Find each line in the material below that contains the word "grille", matching case exactly, and copy those lines out.
##### Recorded data
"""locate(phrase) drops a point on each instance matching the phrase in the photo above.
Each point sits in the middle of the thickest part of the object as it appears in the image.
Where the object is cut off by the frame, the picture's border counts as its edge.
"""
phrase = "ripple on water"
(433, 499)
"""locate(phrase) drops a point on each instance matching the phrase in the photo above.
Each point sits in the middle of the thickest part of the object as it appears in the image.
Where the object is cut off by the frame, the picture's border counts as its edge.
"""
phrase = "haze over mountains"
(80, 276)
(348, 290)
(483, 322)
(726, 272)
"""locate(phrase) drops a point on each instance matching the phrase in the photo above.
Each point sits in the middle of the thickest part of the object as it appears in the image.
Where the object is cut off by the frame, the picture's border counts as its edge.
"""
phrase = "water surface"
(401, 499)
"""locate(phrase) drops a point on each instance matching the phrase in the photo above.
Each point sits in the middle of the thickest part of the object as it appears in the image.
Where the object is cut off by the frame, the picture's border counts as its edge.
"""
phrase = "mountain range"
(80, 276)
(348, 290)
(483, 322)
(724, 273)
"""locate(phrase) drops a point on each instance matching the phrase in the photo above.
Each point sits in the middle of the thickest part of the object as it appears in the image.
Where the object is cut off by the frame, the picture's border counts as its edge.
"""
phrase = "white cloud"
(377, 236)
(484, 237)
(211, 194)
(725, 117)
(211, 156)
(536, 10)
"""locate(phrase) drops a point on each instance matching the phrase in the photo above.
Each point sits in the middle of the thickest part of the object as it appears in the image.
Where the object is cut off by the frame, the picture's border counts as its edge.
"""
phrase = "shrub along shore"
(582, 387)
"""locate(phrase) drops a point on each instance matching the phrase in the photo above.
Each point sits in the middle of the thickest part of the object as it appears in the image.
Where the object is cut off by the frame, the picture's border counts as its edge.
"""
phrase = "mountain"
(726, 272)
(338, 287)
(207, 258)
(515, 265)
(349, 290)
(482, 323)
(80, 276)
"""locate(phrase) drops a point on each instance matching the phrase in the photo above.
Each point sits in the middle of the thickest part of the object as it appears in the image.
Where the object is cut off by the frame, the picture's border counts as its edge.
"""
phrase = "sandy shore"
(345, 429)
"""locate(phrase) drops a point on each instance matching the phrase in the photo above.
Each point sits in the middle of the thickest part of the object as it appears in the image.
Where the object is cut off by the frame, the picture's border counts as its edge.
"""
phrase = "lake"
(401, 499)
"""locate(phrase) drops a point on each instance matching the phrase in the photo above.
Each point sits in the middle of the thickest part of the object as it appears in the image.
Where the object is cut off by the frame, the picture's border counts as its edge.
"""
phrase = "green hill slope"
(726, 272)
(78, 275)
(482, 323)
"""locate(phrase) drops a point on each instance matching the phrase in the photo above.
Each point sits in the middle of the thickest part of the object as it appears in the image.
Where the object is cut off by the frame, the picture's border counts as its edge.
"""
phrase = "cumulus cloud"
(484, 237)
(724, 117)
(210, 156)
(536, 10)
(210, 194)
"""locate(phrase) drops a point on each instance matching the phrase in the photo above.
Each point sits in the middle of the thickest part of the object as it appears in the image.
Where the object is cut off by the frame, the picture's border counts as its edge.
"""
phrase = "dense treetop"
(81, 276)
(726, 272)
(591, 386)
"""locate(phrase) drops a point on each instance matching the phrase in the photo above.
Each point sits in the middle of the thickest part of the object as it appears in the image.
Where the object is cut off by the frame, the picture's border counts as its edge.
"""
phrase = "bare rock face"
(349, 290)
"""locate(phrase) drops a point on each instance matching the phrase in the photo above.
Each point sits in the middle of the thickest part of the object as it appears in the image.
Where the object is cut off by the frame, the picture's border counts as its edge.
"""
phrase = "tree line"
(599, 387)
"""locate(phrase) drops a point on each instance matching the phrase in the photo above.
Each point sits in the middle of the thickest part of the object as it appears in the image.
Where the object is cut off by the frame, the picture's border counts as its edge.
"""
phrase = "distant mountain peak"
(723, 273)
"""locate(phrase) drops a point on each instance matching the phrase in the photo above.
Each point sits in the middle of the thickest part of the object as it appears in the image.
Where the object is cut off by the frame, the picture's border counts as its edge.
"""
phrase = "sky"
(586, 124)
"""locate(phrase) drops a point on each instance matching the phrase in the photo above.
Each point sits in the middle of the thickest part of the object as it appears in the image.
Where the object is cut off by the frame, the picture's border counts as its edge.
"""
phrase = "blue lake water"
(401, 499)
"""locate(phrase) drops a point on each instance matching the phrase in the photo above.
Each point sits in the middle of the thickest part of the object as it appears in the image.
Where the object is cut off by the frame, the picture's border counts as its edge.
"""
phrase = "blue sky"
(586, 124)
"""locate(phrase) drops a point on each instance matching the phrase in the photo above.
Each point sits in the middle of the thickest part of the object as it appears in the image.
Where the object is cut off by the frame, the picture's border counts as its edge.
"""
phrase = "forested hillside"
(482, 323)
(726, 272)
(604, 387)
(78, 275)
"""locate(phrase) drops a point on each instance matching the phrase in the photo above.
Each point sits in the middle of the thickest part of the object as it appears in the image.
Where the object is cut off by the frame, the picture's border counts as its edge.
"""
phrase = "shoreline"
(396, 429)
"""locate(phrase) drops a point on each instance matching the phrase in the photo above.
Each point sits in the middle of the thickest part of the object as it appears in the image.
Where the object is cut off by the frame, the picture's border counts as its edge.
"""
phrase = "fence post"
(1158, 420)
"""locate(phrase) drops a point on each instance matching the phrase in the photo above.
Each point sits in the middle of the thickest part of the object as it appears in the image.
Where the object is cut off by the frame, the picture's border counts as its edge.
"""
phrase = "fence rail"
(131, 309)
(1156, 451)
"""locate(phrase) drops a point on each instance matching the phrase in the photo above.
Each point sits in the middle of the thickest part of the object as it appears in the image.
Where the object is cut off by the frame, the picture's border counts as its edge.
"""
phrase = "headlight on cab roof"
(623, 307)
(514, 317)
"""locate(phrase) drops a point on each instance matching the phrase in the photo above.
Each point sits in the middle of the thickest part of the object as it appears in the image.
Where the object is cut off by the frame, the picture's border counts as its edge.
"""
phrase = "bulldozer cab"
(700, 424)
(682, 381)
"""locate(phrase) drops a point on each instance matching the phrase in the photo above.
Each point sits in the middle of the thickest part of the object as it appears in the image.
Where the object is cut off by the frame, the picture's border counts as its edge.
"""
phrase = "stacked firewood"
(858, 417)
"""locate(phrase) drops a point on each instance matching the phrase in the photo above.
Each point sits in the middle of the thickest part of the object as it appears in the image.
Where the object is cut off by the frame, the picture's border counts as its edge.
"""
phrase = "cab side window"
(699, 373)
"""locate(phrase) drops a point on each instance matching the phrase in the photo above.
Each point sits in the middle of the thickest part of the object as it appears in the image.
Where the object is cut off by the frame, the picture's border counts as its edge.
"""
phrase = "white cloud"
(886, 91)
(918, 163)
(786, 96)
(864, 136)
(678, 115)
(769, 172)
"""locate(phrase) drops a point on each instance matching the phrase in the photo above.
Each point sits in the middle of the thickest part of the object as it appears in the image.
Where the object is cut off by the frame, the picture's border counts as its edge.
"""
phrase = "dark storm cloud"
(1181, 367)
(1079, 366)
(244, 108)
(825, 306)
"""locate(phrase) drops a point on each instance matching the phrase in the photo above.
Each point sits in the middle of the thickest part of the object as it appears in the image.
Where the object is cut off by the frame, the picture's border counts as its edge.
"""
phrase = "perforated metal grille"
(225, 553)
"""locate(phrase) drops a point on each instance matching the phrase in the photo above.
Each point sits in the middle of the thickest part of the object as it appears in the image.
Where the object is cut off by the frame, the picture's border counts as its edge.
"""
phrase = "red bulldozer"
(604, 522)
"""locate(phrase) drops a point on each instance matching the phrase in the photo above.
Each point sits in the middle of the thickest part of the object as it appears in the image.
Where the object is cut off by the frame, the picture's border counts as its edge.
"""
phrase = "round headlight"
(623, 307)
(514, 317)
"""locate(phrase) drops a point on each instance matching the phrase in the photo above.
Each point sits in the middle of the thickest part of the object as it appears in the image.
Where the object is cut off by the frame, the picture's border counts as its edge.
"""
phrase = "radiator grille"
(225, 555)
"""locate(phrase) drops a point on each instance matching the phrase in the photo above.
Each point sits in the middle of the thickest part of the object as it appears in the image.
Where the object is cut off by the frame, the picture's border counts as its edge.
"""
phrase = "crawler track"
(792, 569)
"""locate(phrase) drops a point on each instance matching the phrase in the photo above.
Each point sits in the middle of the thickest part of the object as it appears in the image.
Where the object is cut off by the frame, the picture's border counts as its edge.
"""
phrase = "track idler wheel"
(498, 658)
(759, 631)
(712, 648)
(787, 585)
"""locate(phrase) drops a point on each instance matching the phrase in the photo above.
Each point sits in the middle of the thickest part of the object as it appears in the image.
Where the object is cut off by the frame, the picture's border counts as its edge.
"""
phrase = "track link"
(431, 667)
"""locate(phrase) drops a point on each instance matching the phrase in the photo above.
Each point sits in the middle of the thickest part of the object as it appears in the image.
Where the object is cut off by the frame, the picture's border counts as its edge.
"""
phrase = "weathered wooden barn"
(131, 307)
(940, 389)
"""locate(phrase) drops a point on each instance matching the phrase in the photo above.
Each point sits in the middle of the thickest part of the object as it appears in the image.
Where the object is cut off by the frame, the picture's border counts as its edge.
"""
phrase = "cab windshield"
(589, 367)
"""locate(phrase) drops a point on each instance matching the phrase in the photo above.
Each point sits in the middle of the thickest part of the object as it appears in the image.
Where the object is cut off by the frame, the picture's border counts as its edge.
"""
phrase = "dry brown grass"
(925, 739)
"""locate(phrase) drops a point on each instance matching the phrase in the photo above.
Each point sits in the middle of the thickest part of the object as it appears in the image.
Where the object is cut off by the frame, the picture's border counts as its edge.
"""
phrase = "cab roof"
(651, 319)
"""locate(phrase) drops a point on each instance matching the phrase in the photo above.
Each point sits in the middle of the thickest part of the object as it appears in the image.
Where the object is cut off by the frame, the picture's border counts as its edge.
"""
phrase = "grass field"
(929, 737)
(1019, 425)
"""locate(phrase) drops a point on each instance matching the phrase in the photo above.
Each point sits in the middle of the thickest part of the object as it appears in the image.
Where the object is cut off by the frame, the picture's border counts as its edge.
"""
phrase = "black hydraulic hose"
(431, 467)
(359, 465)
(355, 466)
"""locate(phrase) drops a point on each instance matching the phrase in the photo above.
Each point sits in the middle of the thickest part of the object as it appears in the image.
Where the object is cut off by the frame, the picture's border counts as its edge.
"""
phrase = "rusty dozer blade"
##########
◆ **Output of the exercise**:
phrase = "perforated metal grille"
phrase = "radiator grille"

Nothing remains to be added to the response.